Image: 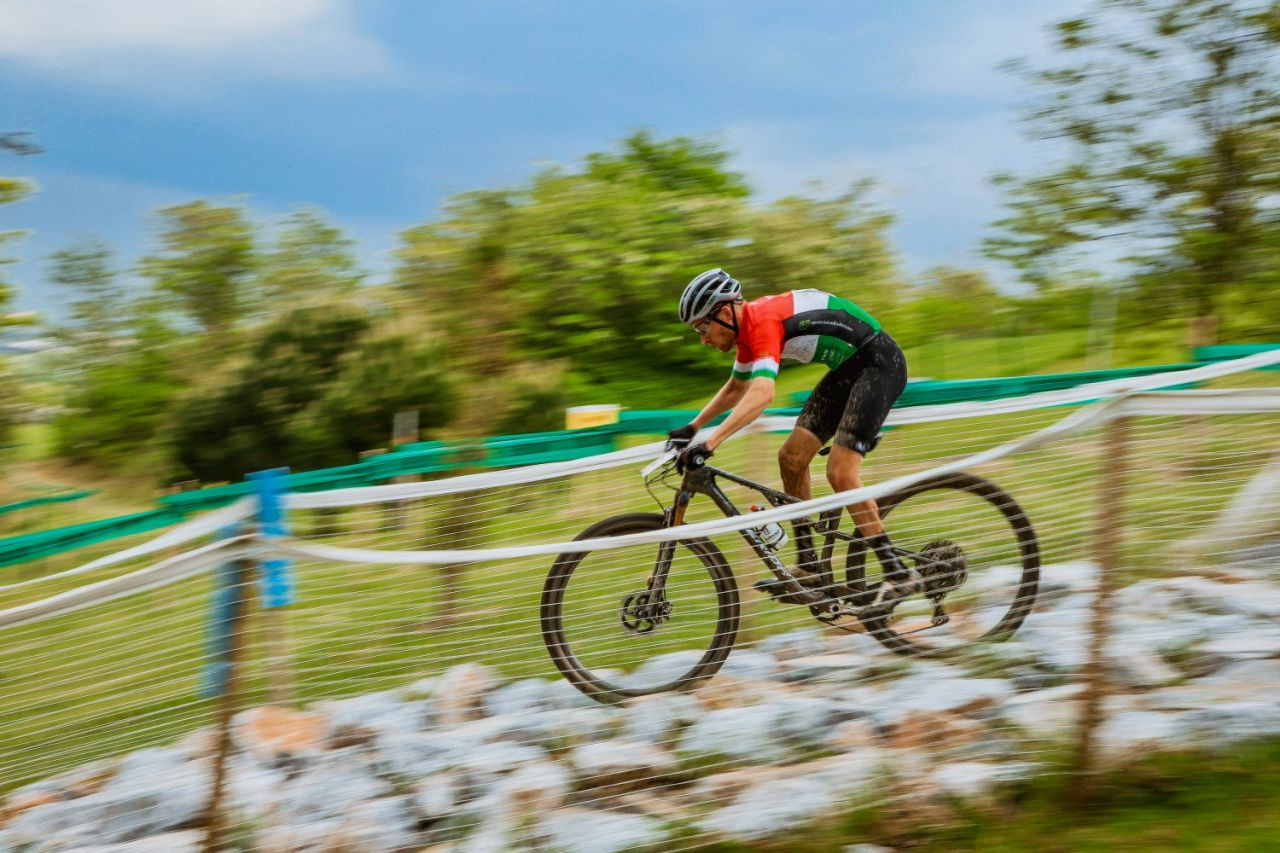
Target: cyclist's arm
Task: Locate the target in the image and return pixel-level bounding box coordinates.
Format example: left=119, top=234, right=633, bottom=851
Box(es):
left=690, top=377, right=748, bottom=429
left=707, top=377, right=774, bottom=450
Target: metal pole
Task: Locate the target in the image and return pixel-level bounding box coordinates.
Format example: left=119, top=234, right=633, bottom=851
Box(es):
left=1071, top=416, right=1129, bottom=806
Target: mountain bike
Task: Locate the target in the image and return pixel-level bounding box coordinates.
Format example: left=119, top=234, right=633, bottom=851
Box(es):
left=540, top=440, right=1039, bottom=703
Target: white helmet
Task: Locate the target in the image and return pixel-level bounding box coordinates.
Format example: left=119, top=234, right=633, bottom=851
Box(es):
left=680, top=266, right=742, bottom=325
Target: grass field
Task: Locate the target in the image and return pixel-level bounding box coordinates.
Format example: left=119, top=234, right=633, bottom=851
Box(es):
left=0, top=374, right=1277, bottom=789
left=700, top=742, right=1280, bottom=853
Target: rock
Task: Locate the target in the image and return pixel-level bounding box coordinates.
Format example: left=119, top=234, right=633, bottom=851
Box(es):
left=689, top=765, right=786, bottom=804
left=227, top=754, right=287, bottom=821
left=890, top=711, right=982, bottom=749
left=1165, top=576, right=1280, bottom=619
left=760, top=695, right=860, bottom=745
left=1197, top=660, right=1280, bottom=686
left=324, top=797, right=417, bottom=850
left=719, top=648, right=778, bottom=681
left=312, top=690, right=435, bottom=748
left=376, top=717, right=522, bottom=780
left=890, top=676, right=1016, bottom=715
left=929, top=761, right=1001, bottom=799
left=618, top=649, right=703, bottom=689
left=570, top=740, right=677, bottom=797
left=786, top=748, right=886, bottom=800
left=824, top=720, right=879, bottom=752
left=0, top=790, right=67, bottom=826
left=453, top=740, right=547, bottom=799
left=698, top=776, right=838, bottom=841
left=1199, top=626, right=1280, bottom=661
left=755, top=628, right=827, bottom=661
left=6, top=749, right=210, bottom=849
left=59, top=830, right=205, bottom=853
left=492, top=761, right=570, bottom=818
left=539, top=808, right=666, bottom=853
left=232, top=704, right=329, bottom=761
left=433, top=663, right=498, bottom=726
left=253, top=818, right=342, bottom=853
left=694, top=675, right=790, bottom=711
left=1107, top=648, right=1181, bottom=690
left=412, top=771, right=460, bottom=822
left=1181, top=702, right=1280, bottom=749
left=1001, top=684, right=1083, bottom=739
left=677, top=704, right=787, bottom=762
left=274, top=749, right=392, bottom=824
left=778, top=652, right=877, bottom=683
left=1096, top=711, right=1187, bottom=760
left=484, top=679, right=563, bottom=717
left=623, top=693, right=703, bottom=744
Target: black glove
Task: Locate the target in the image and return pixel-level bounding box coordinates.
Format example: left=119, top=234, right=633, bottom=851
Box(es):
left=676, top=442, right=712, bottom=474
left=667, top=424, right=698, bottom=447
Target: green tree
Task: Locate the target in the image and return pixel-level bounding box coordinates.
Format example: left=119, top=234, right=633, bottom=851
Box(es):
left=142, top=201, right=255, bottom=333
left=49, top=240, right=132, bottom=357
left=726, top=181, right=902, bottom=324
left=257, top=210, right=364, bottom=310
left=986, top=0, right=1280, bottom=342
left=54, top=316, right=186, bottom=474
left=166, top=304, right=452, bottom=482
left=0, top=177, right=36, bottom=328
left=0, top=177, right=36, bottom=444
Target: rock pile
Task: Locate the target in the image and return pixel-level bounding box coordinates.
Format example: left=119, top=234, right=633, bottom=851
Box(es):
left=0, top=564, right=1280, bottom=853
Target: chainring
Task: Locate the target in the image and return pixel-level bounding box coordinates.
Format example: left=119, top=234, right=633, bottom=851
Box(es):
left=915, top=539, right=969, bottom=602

------------------------------------------------------------------------

▸ GIVEN PROBLEM: Can you render the whole listing above as a JSON list of strings, with one string per line and blank lines omitted? Leave the pictures out.

▸ WRITTEN SOLUTION:
[
  "Image: ",
  "Target: cyclist's arm",
  "Task: Locate the target in the image and return pixel-level bounding box coordinates.",
  "Format example: left=119, top=234, right=633, bottom=851",
  "Box(es):",
  "left=690, top=377, right=748, bottom=429",
  "left=707, top=377, right=774, bottom=450",
  "Target: metal pole",
  "Task: Locate the target in the image and return pixel-level bounding box coordinates.",
  "Format example: left=119, top=234, right=633, bottom=851",
  "Box(es):",
  "left=1071, top=416, right=1129, bottom=806",
  "Target: mountain bike",
  "Task: Locate the target in the image and return pixel-level bounding box coordinates.",
  "Format example: left=119, top=234, right=633, bottom=851",
  "Box(es):",
  "left=540, top=440, right=1039, bottom=703",
  "Target: white helmet",
  "Task: Locate the target in the image and return pixel-level bounding box coordinates.",
  "Format example: left=119, top=234, right=633, bottom=851",
  "Box(es):",
  "left=680, top=266, right=742, bottom=325",
  "Target: grass field",
  "Task: Locate the target in the image and return pixel-level bounding box coordinates.",
  "Format example: left=119, top=234, right=633, bottom=851",
  "Box(es):",
  "left=0, top=374, right=1277, bottom=789",
  "left=700, top=742, right=1280, bottom=853",
  "Target: rock",
  "Task: Locate the target in the image and return pixel-level bounding box coordinates.",
  "Format example: left=119, top=234, right=633, bottom=851",
  "Box(es):",
  "left=689, top=765, right=786, bottom=804",
  "left=227, top=754, right=287, bottom=821",
  "left=890, top=711, right=982, bottom=749",
  "left=1165, top=576, right=1280, bottom=619",
  "left=760, top=695, right=860, bottom=745",
  "left=1197, top=660, right=1280, bottom=686",
  "left=324, top=797, right=417, bottom=850",
  "left=719, top=648, right=778, bottom=681",
  "left=312, top=690, right=435, bottom=748",
  "left=376, top=717, right=522, bottom=780",
  "left=890, top=676, right=1016, bottom=715",
  "left=929, top=761, right=1001, bottom=799",
  "left=618, top=649, right=703, bottom=689",
  "left=570, top=740, right=677, bottom=797",
  "left=786, top=748, right=886, bottom=800",
  "left=824, top=720, right=879, bottom=752",
  "left=0, top=790, right=67, bottom=826",
  "left=453, top=740, right=547, bottom=799",
  "left=698, top=776, right=838, bottom=841",
  "left=1199, top=626, right=1280, bottom=661",
  "left=755, top=628, right=827, bottom=661",
  "left=6, top=749, right=210, bottom=849",
  "left=59, top=830, right=205, bottom=853",
  "left=492, top=761, right=570, bottom=818",
  "left=539, top=808, right=666, bottom=853",
  "left=232, top=704, right=329, bottom=761",
  "left=433, top=663, right=498, bottom=726",
  "left=253, top=818, right=342, bottom=853",
  "left=694, top=675, right=790, bottom=711",
  "left=1107, top=648, right=1181, bottom=690",
  "left=412, top=771, right=460, bottom=822",
  "left=1181, top=702, right=1280, bottom=749",
  "left=1001, top=684, right=1083, bottom=739",
  "left=677, top=704, right=787, bottom=762",
  "left=274, top=749, right=392, bottom=824",
  "left=778, top=652, right=877, bottom=683",
  "left=1096, top=711, right=1187, bottom=760",
  "left=484, top=679, right=563, bottom=717",
  "left=623, top=693, right=703, bottom=744",
  "Target: black glove",
  "Task: Locate the target in the image and return pixel-level bounding box coordinates.",
  "Format example: left=119, top=234, right=633, bottom=851",
  "Box(es):",
  "left=676, top=442, right=712, bottom=474",
  "left=667, top=424, right=698, bottom=447",
  "Target: green tree",
  "Task: Locate the target in the image and return pixel-level bounding box coordinates.",
  "Format example: left=119, top=234, right=633, bottom=851",
  "Box(es):",
  "left=142, top=201, right=255, bottom=333",
  "left=49, top=240, right=132, bottom=357",
  "left=726, top=181, right=902, bottom=324",
  "left=257, top=210, right=364, bottom=310",
  "left=986, top=0, right=1280, bottom=342",
  "left=54, top=316, right=186, bottom=474",
  "left=166, top=304, right=452, bottom=482",
  "left=0, top=177, right=36, bottom=328",
  "left=0, top=177, right=36, bottom=444",
  "Target: rock pile",
  "Task: Locate the target in the image and return pixel-level bounding box coordinates.",
  "Format example: left=119, top=234, right=633, bottom=851",
  "Box(es):",
  "left=0, top=564, right=1280, bottom=853",
  "Target: chainring",
  "Task: Locate the target in the image and return pixel-level bounding box coordinates.",
  "Format example: left=119, top=234, right=633, bottom=851",
  "Box(es):",
  "left=915, top=539, right=969, bottom=602"
]